# Campbell buildings



## MrDuane (Oct 21, 2011)

Hi,

I've done a search on Campbell stuff, and not really seeing anything, sooo. I'm wanting that kind of country, rural, oldish look. I've not bought anything yet, but I see E-bay mentioned alot. 

Do most people buy kits from the local hobby shop, ebay, is ebay new or used both? I'm an old geezer, and not an ebayer type. I still tend to think, go to store, buy what i want. ^_^.


----------



## sstlaure (Oct 12, 2010)

If you've got a local shop, they may match prices. I try to support the local shops whenever possible. I also order from www.Walthers.com and www.trainworldonline.com a fair bit.


----------



## MrDuane (Oct 21, 2011)

thanks, I'd prefer the LHS , but not sure why stuff is on ebay new. I thought it was only used stuff. 

do you know is Campbell stuff good assembled, or will I need to dull the plastic type look down.


----------



## sstlaure (Oct 12, 2010)

Many people start up retail businesses via ebay (mostly direct drop-ship type stuff from the manufacturer) It provides a sales outlet with little overhead costs. I think it's good (at times) and is helpful in determining a fair price for things you may want to buy/sell. I haven't bought too much stuff, but most of my experiences have been positive (I've bought a ton of ski gear on it - all with good luck.)

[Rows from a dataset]
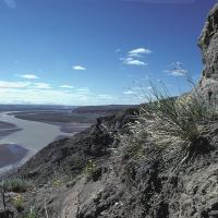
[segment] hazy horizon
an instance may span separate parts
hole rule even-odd
[[[2,0],[0,104],[136,105],[203,69],[197,38],[217,0]],[[174,69],[174,63],[179,68]]]

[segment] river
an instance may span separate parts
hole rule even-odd
[[[24,162],[27,159],[29,159],[39,149],[53,142],[58,136],[73,135],[73,133],[61,132],[60,126],[58,125],[17,119],[13,114],[10,114],[11,112],[1,112],[0,121],[15,124],[16,128],[21,130],[0,138],[0,146],[5,144],[15,144],[26,148],[28,153],[22,159],[22,161],[20,161],[20,165],[21,162]],[[1,171],[2,169],[0,169],[0,172]]]

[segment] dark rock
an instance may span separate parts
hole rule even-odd
[[[13,218],[14,213],[9,209],[0,210],[0,218]]]
[[[218,100],[218,4],[216,4],[205,23],[198,40],[205,65],[199,81],[198,92],[213,104]]]

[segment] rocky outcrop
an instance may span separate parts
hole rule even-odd
[[[202,49],[204,70],[199,81],[199,92],[210,102],[218,100],[218,4],[205,23],[198,46]]]
[[[209,101],[218,90],[217,26],[218,4],[199,39],[205,69],[198,88]],[[16,174],[35,183],[24,194],[25,211],[34,205],[38,218],[46,214],[52,218],[218,217],[217,120],[201,122],[199,138],[205,141],[196,141],[196,147],[205,143],[208,149],[189,159],[187,150],[173,138],[165,148],[148,137],[137,138],[143,152],[126,155],[133,141],[124,141],[125,146],[117,133],[131,138],[126,123],[135,112],[98,118],[88,130],[51,143],[28,160]],[[62,181],[65,175],[68,182]]]

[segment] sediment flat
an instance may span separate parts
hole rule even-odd
[[[0,168],[20,162],[27,152],[26,148],[16,144],[0,145]]]

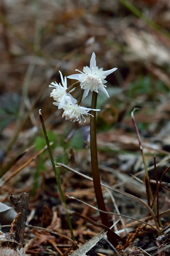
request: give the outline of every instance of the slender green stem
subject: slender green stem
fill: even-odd
[[[145,171],[146,178],[148,183],[148,188],[149,189],[149,194],[150,195],[150,197],[152,200],[153,201],[153,196],[152,194],[152,189],[151,188],[151,184],[150,183],[150,181],[149,179],[149,174],[148,173],[148,169],[147,168],[147,166],[146,165],[146,162],[145,158],[145,156],[144,155],[144,153],[143,153],[143,148],[142,147],[142,143],[141,142],[141,139],[140,138],[140,135],[139,134],[139,131],[138,130],[137,125],[136,125],[136,122],[135,120],[135,118],[134,117],[134,112],[135,111],[136,109],[137,109],[136,108],[134,108],[133,111],[131,112],[131,116],[132,117],[132,122],[133,123],[133,125],[134,125],[134,127],[135,130],[136,132],[136,134],[137,134],[137,136],[138,137],[138,141],[139,142],[139,144],[140,150],[141,151],[141,154],[142,155],[142,160],[143,160],[143,164],[144,165],[145,170]],[[150,203],[149,203],[149,204],[150,205]],[[153,206],[154,207],[154,209],[155,211],[155,213],[156,214],[157,214],[157,208],[156,208],[156,206],[155,205],[155,203],[154,202],[153,203]]]
[[[145,16],[139,9],[133,5],[130,2],[127,0],[119,0],[119,1],[135,15],[143,20],[146,24],[150,26],[153,28],[161,33],[169,40],[170,39],[170,34],[166,30],[162,30],[158,25]]]
[[[58,176],[58,173],[57,171],[57,170],[56,169],[56,168],[55,167],[55,164],[54,163],[54,158],[53,158],[53,155],[52,154],[52,152],[51,151],[51,147],[50,145],[50,144],[49,143],[49,141],[48,140],[48,138],[47,134],[47,131],[46,131],[45,126],[44,124],[44,121],[43,120],[43,118],[42,115],[41,115],[41,109],[40,109],[40,110],[39,110],[39,115],[40,116],[40,120],[41,120],[41,125],[42,125],[42,128],[43,130],[43,132],[44,132],[44,137],[45,137],[45,140],[46,141],[46,143],[47,144],[47,146],[48,149],[48,152],[49,153],[49,155],[50,155],[50,159],[51,159],[51,161],[52,164],[53,169],[54,170],[54,174],[55,175],[55,178],[56,179],[56,181],[57,183],[58,189],[59,190],[59,191],[62,200],[63,201],[63,204],[65,207],[66,207],[66,209],[67,209],[67,205],[66,204],[65,198],[64,198],[64,194],[63,193],[63,192],[62,190],[62,189],[61,188],[61,186],[60,183],[60,180],[59,179],[59,177]],[[67,211],[66,212],[66,215],[67,215],[67,220],[68,221],[68,225],[69,226],[69,228],[70,229],[70,234],[71,236],[71,238],[72,238],[73,240],[75,240],[75,239],[74,238],[74,236],[73,234],[73,229],[72,228],[72,226],[71,223],[71,222],[70,218],[70,216],[69,215],[69,214],[68,213],[68,212]]]
[[[97,97],[97,93],[93,91],[92,96],[91,108],[96,109]],[[93,184],[98,208],[100,210],[106,211],[106,206],[100,184],[98,164],[96,141],[96,111],[91,110],[91,113],[94,116],[93,117],[90,116],[90,149]],[[100,215],[103,224],[109,228],[111,225],[107,215],[101,212],[100,212]],[[114,234],[115,235],[114,236],[113,235],[113,234],[111,234],[109,232],[107,236],[109,242],[111,243],[114,246],[116,247],[118,244],[117,235],[115,233]]]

→ **Directive**
Could you transcribe the part of the Campbell buildings thread starting with "I've done a" and going on through "a fair bit."?

→ **Correct output**
I've done a search on Campbell stuff, and not really seeing anything, sooo. I'm wanting that kind of country, rural, oldish look. I've not bought anything yet, but I see E-bay mentioned alot. 

Do most people buy kits from the local hobby shop, ebay, is ebay new or used both? I'm an old geezer, and not an ebayer type. I still tend to think, go to store, buy what i want. ^_^.


----------



## sstlaure (Oct 12, 2010)

If you've got a local shop, they may match prices. I try to support the local shops whenever possible. I also order from www.Walthers.com and www.trainworldonline.com a fair bit.